__Exercise brief__. All records below should be repeated exactly, with the pictures left out.

========================

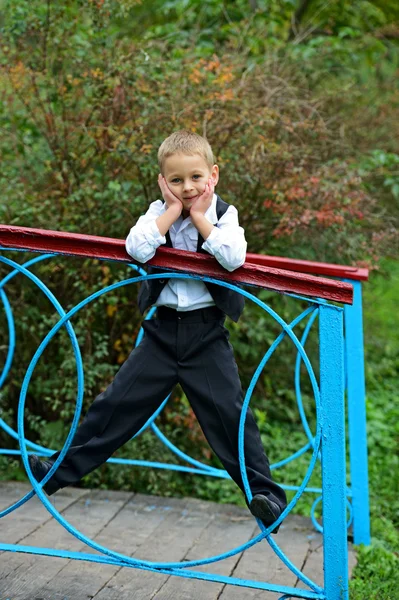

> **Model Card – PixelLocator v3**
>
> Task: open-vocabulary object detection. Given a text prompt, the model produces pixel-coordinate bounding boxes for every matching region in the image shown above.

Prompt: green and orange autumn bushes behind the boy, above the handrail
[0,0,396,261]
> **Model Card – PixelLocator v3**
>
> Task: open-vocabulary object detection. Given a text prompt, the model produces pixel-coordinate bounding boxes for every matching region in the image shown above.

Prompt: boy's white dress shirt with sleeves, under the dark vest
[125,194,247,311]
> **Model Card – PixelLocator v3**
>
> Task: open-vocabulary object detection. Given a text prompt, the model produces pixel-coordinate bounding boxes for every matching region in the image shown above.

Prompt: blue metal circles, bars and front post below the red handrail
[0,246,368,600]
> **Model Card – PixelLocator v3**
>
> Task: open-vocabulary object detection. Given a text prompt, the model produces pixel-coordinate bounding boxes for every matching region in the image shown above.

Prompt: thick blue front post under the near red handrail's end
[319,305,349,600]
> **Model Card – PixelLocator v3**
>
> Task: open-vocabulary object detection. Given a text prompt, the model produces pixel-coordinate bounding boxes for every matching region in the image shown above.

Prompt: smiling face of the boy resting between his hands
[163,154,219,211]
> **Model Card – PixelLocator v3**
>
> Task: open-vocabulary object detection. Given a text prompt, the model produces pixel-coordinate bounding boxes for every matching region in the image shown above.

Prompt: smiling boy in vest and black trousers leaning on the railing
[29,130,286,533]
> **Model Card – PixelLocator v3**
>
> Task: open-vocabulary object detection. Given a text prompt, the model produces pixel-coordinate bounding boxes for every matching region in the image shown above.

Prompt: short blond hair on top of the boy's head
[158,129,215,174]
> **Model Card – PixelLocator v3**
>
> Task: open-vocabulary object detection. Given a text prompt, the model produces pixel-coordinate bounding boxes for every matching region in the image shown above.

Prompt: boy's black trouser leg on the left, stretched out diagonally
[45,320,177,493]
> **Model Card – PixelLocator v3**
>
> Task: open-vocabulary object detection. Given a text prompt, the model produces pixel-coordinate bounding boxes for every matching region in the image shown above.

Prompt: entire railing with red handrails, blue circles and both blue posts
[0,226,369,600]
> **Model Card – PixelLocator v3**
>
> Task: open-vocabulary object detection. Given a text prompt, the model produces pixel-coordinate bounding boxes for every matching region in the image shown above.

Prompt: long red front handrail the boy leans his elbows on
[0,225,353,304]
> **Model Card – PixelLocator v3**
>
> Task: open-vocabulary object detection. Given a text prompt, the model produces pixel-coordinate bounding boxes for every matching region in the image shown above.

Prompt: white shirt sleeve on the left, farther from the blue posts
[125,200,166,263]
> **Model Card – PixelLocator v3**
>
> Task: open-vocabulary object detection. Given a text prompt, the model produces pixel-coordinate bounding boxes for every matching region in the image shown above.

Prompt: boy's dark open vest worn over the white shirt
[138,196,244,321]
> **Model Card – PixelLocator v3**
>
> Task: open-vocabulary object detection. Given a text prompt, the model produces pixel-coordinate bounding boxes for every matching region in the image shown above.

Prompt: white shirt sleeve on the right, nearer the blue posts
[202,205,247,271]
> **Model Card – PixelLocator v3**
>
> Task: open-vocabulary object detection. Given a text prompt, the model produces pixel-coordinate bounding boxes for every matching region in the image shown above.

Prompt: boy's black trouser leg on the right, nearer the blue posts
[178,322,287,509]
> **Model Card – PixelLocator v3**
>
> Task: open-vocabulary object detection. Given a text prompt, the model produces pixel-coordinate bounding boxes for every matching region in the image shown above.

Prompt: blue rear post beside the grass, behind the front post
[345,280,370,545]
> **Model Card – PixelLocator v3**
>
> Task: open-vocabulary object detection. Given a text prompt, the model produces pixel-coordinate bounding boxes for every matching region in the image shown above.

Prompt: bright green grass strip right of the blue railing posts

========================

__Answer below__.
> **Model Card – PixelLocator v3**
>
> Task: open-vocabulary object detection. Given a text prompt, the model produces pixel-coordinate bounding boxes for every matching region in the image shown above.

Prompt: green and orange autumn bushes behind the boy, above the handrail
[0,0,396,261]
> **Model Card – PixelLocator v3**
>
> Task: open-vocabulary object detection. Given a text prompt, the model produces pixel-coordinate bounding boxes for every matching region in the image shown above.

Prompt: boy's white dress shirt with sleeves, under the dark vest
[125,194,247,311]
> **Model Card – PixelLocator v3**
>
> Task: open-vocabulary object detection. Given a text prompt, the model produces pixel-coordinate bounding boxes for every matching region in the image shown above.

Prompt: blue metal circles, bars and front post below the red handrail
[0,246,368,600]
> **Model Card – PixelLocator v3**
>
> Task: open-vocabulary object detection. Given a text prompt, the model produces pixel-coordinate bounding boxes for every matching region in the image shown above.

Prompt: thick blue front post under the near red handrail's end
[319,305,349,600]
> **Model Card – PixelLocator v3**
>
> Task: open-vocabulary object detection. Given a text prompt, the model produces pixel-coordinate bounding boxes for every matching region in the image shown above.

Prompt: smiling face of the boy resting between his hands
[163,154,219,211]
> **Model Card – PixelLocator v3**
>
> Task: open-vocabulary object detection. Given a text prompt, the model produces pixel-coordinate bounding boxes for every matching region in the image shown above.

Prompt: smiling boy in vest and black trousers leaning on the railing
[29,130,286,533]
> **Model Card – PixelLocator v3**
>
> Task: open-vocabulary object detection. Given a text prompt, the model produces pixel-coordinate bounding boxes for every matching region in the image shown above.

Prompt: short blond hair on top of the boy's head
[158,129,215,174]
> **Model Card – PixelLocator v3**
>
> Task: open-vocabulary object detection. Given a text prompt, the model produces pixel-coordinate bounding boxes for every matching region in the image shown above.

Prompt: boy's black trouser leg on the left, stretched out diagonally
[45,320,177,493]
> **Model Card – PixelLocator v3**
>
> Task: open-vocabulary object detection. Given a text prompt, the model produces pixel-coordinate bounding boxes for every matching region in the image shown above.

Prompt: entire railing with red handrails, blue circles and both blue posts
[0,226,369,600]
> **Model Card – PixelLocator v3**
>
> Task: open-vocabulary object detection. Given a text prompt, the model produces pixel-coordinate bounding boxes for every matching region in the image shown above.

Prompt: long red front handrail the boy leans his elbows on
[0,225,353,304]
> **Model Card – PixelLocator v3**
>
> Task: open-vocabulary object detection. Given a text prompt, the model produces pixel-coordinate bounding boxes for every matching region in the image shown above.

Prompt: white shirt sleeve on the left, farther from the blue posts
[125,200,166,263]
> **Model Card – PixelLocator v3**
>
> Task: open-vocabulary object detection. Given a text prompt, the model produces pixel-coordinate bounding boxes for every matching region in the image shown above.

Prompt: boy's dark open vest worn over the white shirt
[138,196,244,321]
> **Model Card – PixelLocator v3**
>
> Task: open-vocabulary object detection. Given a text prompt, the model produces pixel-coordinate bounding boxes for every matching region in the image shown above.

Prompt: white shirt sleeve on the right, nearer the blue posts
[202,205,247,271]
> **Model Card – PixelLocator v3**
>
> Task: open-vocabulary object detection. Given a text prompt, the model produces pixel-coordinate bounding boxes for every matching region in the image shown above.

Prompt: boy's black trouser leg on the right, nearer the blue posts
[178,322,287,509]
> **Model Card – PixelLocator v3**
>
> Task: open-vocabulary object detection. Given a text prompt, the model produces pixel-coordinate bounding boxes for every matching region in the image shown above.

Prompt: blue rear post beside the grass, behind the front post
[345,280,370,545]
> **Model Card – PixelLocator v3**
>
> Task: open-vocabulary object detection. Given a text prompt, the model produces pixel-coordinate bounding boxes for every matching region in the image shown above.

Prompt: bright green grass strip right of the blue railing posts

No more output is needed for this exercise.